__WHAT THE TASK REQUIRES__
Copy the part of the records that opens with the line containing "Mark a point on each instance of the eye and" and closes with the line containing "x=70, y=478", substituting "steel pole" for every occurrence of "metal post" and changing nothing else.

-------- DATA SUPPLIED --------

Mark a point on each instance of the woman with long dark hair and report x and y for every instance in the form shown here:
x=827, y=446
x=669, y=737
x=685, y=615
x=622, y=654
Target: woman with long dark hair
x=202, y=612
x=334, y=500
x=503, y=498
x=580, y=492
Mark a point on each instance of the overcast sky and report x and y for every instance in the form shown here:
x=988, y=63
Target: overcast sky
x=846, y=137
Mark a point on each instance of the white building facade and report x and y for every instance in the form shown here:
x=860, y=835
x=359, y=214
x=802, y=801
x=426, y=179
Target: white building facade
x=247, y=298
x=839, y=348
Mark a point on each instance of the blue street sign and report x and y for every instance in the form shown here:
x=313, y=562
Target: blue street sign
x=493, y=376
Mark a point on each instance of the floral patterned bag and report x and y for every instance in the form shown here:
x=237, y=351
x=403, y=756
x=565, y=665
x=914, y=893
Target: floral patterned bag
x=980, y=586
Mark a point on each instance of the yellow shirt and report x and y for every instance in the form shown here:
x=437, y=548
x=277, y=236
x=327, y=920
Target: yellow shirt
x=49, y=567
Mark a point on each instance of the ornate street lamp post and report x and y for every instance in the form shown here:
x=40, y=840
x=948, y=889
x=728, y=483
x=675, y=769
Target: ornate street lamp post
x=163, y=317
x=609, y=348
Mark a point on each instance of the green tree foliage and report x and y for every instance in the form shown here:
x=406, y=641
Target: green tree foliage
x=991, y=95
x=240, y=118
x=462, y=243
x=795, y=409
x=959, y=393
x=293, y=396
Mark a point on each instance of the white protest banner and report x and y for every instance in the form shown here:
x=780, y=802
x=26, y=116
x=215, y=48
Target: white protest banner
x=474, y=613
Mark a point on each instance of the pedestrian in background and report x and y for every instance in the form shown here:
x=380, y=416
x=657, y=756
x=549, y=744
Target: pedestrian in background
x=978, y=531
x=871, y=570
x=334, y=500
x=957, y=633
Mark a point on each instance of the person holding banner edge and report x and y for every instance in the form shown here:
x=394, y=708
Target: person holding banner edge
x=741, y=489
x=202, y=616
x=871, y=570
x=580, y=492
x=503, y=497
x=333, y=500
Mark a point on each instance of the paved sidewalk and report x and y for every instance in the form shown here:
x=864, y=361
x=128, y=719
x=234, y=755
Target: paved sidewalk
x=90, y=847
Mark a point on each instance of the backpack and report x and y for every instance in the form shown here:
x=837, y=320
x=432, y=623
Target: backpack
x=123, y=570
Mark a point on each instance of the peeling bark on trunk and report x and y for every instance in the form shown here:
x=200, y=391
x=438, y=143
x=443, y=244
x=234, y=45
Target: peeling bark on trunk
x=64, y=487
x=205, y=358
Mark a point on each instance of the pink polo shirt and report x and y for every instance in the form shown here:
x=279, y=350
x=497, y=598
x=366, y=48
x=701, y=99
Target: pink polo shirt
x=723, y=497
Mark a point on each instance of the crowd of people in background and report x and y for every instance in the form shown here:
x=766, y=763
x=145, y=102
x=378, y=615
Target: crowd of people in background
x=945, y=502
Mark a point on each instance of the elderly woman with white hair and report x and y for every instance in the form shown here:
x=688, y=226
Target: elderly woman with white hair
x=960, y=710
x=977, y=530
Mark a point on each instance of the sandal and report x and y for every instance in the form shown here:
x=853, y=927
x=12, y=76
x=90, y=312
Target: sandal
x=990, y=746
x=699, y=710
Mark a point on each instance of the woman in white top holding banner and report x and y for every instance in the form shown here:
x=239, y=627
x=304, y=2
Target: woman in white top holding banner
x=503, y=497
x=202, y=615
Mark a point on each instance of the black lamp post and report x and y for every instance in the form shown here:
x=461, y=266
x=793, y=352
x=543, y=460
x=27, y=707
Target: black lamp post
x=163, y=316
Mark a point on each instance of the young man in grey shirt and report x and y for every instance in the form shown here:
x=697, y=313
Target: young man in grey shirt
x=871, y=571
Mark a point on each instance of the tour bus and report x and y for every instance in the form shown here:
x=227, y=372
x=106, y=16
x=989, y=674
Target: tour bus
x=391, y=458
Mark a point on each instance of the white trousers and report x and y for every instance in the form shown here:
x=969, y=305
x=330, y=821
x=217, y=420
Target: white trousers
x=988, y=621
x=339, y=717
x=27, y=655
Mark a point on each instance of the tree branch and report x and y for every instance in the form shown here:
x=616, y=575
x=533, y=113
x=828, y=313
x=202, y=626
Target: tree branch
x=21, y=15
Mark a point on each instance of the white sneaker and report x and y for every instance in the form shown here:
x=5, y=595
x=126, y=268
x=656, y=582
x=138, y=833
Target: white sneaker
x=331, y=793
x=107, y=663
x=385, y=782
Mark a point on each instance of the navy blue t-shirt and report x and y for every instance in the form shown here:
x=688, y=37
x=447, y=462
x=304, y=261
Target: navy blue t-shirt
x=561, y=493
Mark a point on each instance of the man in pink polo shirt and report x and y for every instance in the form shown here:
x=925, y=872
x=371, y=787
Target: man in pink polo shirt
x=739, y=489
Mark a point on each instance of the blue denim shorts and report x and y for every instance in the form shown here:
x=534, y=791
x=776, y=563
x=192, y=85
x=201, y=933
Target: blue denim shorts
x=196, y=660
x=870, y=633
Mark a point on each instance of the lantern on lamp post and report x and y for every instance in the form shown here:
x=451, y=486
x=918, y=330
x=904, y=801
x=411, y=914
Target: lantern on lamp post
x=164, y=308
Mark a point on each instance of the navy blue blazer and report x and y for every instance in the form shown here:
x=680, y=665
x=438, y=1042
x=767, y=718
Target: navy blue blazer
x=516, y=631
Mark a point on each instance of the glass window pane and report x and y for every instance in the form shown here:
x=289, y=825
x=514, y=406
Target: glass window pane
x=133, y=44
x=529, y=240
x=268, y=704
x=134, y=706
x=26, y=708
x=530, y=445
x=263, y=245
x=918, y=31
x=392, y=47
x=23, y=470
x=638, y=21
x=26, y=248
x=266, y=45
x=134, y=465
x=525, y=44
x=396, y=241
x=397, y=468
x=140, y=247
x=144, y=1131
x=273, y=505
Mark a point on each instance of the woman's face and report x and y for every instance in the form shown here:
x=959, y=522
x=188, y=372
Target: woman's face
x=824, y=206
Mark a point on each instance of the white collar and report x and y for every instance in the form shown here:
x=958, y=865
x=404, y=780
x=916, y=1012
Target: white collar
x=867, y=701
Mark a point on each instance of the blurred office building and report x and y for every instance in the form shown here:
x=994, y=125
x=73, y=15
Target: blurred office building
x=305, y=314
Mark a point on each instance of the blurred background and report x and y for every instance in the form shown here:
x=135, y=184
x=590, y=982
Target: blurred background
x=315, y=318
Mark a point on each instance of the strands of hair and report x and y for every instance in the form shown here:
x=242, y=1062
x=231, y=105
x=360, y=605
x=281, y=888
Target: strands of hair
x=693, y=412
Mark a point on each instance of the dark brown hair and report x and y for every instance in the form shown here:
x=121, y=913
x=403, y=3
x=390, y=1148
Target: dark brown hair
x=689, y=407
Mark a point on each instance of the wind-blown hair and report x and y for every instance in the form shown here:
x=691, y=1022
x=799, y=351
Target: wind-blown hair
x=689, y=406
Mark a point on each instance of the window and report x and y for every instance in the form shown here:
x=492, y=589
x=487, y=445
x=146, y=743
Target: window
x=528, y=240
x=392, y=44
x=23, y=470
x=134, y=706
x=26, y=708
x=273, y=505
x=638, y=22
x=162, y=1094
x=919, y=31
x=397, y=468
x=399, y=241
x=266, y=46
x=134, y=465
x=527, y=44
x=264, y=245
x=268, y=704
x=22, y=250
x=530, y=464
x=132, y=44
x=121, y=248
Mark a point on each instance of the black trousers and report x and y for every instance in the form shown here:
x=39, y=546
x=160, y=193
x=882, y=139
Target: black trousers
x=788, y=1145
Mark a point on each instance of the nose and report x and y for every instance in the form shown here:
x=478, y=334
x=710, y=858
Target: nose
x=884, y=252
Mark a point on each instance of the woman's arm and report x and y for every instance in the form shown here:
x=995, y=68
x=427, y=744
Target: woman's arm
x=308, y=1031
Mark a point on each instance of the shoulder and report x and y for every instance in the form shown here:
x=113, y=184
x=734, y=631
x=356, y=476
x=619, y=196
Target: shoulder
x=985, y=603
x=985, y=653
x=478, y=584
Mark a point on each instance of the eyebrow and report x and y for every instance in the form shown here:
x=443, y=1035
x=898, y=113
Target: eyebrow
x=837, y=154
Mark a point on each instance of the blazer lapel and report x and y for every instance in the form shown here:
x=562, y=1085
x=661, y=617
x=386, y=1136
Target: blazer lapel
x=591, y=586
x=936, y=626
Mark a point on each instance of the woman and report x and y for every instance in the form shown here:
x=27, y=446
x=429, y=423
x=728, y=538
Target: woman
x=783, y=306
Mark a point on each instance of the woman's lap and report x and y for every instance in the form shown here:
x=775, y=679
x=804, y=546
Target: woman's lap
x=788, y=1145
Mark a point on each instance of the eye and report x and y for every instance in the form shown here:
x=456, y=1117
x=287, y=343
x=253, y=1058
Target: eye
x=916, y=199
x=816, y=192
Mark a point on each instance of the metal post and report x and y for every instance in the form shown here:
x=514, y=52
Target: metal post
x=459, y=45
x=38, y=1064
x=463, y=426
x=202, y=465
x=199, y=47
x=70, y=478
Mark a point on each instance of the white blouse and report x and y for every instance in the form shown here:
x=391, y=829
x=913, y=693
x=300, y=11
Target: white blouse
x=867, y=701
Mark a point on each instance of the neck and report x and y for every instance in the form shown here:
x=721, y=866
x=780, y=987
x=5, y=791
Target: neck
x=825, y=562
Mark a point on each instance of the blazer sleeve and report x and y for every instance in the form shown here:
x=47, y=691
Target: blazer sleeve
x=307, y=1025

--------

__THE RESPONSE__
Mark a point on each instance of the eye and report x and y for every instance in the form shown here:
x=456, y=1117
x=287, y=343
x=253, y=1058
Target: eye
x=916, y=199
x=816, y=192
Mark a point on each instance of the steel pole and report x and y for every instance in the form shown here:
x=514, y=52
Target: steel pole
x=459, y=45
x=38, y=1064
x=463, y=426
x=202, y=465
x=199, y=47
x=70, y=478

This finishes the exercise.